In the records starting at the line containing "the dirt trail" and ending at the line containing "[513,115,598,165]", swap "could you kindly" for "would you please" and reproduce those lines with nothing else altered.

(A run of records)
• • • • • • •
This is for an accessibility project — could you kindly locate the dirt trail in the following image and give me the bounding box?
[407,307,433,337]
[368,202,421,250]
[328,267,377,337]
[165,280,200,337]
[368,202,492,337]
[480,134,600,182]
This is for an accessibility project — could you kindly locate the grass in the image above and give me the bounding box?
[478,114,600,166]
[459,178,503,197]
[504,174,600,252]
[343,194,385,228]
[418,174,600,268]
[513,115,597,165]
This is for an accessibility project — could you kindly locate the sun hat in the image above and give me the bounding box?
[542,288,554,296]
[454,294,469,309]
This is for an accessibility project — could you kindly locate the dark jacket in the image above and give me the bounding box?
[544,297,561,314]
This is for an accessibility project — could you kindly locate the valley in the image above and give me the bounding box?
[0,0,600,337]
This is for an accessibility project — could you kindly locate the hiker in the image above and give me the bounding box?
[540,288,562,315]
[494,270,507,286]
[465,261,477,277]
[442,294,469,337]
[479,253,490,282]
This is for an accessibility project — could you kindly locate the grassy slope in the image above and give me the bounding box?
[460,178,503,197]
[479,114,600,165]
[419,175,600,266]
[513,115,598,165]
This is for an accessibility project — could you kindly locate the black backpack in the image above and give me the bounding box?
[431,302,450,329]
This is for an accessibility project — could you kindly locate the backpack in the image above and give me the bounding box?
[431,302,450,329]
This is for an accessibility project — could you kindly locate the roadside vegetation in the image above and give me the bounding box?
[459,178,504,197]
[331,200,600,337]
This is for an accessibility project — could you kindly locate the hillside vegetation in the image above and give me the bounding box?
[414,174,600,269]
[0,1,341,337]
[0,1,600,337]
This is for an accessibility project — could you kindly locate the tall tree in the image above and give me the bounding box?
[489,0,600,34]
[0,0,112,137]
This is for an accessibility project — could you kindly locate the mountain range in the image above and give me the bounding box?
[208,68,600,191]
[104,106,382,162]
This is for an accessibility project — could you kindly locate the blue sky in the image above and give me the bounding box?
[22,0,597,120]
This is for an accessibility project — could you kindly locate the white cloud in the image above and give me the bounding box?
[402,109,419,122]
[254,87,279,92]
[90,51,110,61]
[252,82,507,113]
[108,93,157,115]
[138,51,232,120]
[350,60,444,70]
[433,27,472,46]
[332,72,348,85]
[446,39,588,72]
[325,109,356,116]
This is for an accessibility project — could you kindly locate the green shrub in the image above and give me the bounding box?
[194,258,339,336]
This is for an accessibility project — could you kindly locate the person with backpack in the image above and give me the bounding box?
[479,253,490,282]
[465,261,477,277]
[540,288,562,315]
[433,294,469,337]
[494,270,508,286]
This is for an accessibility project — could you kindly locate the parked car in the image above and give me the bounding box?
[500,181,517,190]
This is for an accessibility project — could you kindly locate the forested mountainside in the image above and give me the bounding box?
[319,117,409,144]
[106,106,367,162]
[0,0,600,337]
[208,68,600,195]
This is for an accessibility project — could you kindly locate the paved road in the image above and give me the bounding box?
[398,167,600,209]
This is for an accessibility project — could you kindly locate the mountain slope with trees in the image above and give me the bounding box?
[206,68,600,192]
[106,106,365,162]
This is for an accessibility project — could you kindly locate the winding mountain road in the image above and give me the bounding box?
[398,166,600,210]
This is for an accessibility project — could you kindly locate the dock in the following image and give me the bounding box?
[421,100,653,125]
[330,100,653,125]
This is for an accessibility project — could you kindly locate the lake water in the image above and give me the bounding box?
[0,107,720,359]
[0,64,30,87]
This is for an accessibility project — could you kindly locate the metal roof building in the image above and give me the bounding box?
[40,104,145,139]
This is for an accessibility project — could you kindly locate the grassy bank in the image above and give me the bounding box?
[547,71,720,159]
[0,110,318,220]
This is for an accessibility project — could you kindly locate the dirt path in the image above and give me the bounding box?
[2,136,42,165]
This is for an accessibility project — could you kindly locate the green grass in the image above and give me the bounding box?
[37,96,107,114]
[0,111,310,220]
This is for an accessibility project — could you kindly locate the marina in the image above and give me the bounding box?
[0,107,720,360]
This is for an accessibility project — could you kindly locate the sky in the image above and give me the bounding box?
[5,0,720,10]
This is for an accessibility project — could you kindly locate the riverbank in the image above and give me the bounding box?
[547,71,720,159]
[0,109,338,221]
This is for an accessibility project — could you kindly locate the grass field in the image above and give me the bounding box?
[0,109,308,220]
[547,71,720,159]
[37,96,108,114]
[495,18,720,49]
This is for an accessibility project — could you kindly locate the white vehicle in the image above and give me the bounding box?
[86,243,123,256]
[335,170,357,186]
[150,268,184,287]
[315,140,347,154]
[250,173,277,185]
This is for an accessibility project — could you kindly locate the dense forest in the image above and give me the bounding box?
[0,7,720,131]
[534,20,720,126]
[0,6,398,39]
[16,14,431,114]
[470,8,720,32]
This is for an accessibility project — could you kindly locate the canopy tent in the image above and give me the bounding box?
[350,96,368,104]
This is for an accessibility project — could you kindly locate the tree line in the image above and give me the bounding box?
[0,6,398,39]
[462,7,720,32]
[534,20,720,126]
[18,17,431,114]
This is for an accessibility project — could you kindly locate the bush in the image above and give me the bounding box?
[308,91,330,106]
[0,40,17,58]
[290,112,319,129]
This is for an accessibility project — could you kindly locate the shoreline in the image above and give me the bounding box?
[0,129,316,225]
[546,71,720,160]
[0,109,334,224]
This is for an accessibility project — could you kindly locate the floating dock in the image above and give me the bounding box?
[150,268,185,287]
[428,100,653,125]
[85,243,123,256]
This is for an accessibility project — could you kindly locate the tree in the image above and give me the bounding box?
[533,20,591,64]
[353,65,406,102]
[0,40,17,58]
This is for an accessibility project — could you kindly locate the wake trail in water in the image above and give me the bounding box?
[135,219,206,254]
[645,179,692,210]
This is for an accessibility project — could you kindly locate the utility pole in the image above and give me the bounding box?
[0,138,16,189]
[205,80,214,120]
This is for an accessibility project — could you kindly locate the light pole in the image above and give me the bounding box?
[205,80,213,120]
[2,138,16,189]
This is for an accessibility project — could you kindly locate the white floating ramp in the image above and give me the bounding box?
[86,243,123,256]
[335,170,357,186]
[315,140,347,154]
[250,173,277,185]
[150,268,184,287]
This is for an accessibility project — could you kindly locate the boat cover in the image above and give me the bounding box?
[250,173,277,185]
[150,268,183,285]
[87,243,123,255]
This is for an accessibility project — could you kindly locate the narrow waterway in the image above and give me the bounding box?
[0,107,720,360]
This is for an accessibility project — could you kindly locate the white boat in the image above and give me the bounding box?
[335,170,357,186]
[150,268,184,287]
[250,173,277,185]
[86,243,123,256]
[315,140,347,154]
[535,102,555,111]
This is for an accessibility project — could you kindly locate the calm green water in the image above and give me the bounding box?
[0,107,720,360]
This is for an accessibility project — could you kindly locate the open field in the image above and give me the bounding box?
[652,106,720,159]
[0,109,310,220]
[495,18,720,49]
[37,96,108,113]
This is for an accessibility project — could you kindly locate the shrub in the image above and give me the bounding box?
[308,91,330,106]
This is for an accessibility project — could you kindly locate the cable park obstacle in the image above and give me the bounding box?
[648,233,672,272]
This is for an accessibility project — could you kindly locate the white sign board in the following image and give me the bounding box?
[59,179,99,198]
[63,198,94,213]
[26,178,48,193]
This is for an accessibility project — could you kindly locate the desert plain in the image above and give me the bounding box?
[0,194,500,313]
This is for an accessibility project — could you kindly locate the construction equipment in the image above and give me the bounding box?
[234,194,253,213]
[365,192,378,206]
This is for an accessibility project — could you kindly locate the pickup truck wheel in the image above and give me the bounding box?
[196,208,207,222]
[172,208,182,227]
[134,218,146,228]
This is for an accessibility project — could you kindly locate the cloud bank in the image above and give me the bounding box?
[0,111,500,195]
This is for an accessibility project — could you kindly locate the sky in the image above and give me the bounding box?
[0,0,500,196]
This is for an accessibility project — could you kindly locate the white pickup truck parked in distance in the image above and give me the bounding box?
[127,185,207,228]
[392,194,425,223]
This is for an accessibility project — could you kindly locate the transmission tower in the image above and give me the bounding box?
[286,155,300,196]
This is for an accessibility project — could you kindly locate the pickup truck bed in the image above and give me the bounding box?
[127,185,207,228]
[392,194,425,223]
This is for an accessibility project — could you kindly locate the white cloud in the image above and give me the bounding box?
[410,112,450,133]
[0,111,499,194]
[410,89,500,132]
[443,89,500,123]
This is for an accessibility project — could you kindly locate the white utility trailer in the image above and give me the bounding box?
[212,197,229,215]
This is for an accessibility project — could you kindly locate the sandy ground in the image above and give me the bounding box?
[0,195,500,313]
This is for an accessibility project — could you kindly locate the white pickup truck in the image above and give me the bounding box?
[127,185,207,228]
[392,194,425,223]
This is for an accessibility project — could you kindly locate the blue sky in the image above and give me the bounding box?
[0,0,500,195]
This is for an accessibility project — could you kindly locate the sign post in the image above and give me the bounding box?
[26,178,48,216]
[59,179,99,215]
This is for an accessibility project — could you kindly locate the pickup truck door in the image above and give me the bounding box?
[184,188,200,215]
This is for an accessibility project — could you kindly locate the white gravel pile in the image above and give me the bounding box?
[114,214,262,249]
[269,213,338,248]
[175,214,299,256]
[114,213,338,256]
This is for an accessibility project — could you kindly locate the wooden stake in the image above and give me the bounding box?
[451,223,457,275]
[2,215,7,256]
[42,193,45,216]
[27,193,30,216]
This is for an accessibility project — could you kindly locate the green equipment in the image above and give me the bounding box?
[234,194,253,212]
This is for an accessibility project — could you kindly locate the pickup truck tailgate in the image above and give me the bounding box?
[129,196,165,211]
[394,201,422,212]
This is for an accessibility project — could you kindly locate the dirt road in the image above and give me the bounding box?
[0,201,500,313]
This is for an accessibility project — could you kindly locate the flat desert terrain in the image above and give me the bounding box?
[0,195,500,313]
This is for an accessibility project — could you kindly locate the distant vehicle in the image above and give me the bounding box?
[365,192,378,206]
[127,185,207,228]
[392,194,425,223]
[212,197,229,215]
• • • • • • •
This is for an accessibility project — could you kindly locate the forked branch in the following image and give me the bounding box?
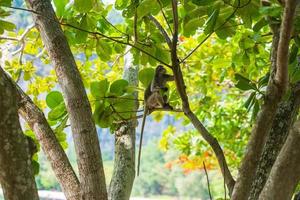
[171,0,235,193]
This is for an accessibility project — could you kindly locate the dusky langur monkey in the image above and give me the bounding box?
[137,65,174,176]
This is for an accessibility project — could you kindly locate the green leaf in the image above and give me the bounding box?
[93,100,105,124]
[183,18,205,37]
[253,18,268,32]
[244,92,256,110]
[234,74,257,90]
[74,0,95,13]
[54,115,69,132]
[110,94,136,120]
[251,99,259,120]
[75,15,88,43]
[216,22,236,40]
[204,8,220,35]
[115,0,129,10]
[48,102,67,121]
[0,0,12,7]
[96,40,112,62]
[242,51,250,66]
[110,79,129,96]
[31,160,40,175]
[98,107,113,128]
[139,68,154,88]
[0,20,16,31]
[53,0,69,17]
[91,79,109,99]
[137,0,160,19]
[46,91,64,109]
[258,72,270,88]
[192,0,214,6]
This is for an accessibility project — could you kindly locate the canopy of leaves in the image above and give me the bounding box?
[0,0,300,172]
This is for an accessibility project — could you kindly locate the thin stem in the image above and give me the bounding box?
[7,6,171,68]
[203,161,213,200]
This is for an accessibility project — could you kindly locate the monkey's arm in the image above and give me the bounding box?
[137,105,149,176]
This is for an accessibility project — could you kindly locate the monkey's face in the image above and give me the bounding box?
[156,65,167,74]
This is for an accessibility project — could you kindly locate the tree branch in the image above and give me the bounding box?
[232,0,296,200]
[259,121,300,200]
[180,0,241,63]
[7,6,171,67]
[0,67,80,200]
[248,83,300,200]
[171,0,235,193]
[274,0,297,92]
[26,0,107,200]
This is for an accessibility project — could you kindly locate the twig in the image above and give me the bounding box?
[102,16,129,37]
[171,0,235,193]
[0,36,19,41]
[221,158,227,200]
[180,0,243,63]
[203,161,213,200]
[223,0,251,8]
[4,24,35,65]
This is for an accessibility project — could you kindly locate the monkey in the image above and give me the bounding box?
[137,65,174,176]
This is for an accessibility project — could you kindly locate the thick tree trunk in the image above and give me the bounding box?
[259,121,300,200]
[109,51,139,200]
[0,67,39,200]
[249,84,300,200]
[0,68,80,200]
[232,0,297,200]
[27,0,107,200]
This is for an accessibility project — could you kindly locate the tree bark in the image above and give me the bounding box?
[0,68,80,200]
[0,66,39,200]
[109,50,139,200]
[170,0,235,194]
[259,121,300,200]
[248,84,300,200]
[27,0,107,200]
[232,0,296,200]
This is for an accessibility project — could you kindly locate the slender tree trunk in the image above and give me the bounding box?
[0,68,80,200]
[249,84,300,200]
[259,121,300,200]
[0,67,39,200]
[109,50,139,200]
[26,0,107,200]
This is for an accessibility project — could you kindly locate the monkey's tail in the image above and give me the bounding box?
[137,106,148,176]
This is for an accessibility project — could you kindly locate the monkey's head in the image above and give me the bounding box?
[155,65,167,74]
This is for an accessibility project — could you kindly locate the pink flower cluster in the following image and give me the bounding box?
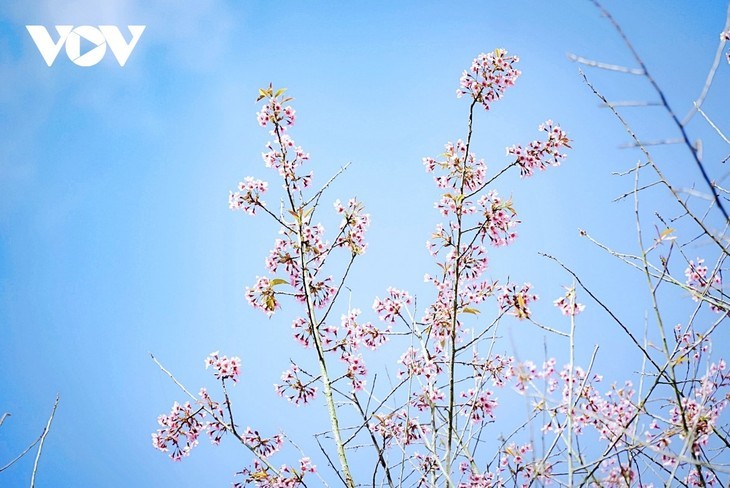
• • • • • • •
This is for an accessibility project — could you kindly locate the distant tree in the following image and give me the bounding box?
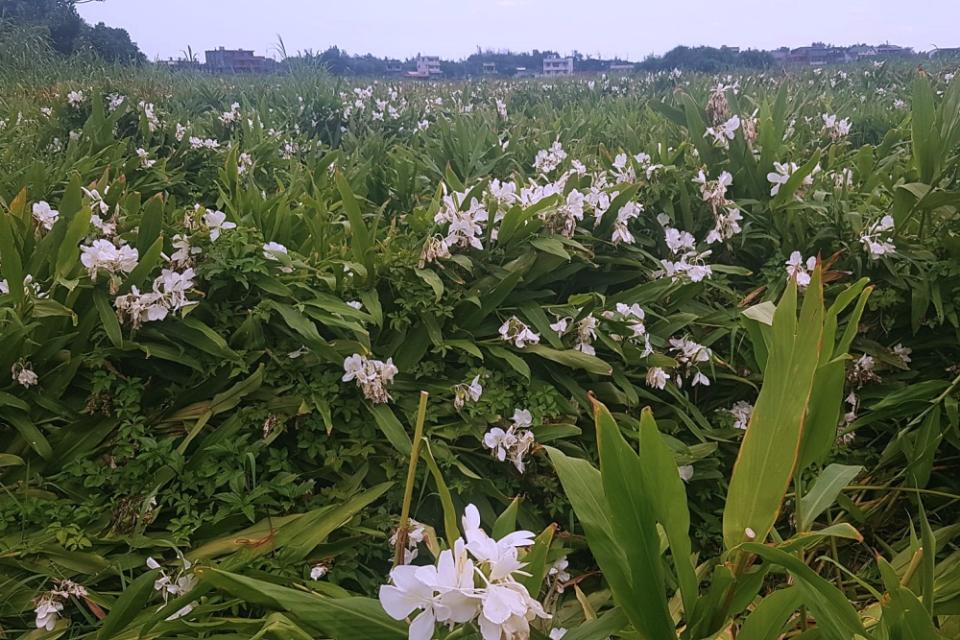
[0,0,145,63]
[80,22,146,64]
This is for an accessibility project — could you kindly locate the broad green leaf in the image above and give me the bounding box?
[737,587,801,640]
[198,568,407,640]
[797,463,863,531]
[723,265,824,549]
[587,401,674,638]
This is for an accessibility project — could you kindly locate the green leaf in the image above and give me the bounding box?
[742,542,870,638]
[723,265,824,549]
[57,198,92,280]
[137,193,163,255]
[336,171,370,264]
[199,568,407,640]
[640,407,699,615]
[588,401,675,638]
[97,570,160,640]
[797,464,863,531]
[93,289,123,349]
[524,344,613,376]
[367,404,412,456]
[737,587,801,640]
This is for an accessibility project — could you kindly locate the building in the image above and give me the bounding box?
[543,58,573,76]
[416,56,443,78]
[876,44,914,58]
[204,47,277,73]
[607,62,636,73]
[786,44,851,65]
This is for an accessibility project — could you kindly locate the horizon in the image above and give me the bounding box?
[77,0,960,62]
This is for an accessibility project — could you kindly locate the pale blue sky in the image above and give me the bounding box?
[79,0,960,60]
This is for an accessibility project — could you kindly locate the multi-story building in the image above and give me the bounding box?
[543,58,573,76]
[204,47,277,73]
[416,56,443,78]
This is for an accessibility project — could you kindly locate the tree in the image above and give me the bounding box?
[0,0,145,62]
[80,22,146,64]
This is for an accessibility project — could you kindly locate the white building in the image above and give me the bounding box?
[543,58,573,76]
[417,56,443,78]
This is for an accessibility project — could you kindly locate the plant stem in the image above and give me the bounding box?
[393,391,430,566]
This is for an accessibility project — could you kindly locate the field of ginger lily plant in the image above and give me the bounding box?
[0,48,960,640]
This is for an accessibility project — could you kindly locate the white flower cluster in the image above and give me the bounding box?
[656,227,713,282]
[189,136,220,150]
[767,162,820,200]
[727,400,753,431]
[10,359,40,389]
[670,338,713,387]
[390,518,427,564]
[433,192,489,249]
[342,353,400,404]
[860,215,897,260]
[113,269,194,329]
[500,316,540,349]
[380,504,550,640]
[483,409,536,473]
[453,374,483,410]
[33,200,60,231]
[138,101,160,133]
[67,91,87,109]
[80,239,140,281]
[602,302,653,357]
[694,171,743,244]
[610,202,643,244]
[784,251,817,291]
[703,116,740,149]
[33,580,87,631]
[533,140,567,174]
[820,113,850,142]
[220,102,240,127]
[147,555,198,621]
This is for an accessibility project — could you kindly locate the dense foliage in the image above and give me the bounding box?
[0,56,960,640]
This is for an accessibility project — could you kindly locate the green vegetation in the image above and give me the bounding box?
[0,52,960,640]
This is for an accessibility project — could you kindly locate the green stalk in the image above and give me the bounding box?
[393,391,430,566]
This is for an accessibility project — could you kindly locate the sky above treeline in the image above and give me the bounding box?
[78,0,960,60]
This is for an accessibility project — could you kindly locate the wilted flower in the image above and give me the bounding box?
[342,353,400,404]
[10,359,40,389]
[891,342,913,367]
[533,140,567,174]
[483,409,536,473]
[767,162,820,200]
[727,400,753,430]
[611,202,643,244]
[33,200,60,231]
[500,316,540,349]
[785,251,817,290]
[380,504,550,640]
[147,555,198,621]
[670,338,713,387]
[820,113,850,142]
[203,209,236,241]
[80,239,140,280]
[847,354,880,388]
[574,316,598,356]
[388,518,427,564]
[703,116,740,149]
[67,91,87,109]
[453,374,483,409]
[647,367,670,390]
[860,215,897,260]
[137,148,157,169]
• • • • • • •
CORRECT ANSWER —
This is for an accessibility project — would you please locate the dirt trail in the following image and give me the bounding box?
[407,307,433,337]
[368,202,421,250]
[328,267,377,337]
[165,280,200,337]
[368,202,492,337]
[480,134,600,182]
This is for an accessibility project — would you please locate the grass in the image above and give me the bounding box?
[478,114,600,166]
[459,178,503,197]
[504,174,600,252]
[343,194,385,228]
[418,174,600,268]
[513,115,597,165]
This is for an accessibility project — would you please locate the sun hat in the image above and give me the bounding box?
[542,288,554,296]
[454,294,469,309]
This is for an accessibility project — would you please locate the dark jacket in the image above and give me the bounding box?
[544,297,561,314]
This is for an accessibility project — would you please locate the valley in the image above and give me the bounding box?
[0,0,600,337]
This is for an accessibility project — would you please locate the hiker in the image above and give me the bounding box?
[540,288,562,315]
[494,270,507,286]
[465,261,477,277]
[442,294,469,337]
[479,253,490,282]
This is for an accessibility project — would you please locate the grassy slope in the image above and give me the bounding box?
[460,178,503,197]
[479,114,600,165]
[419,175,600,266]
[513,115,598,165]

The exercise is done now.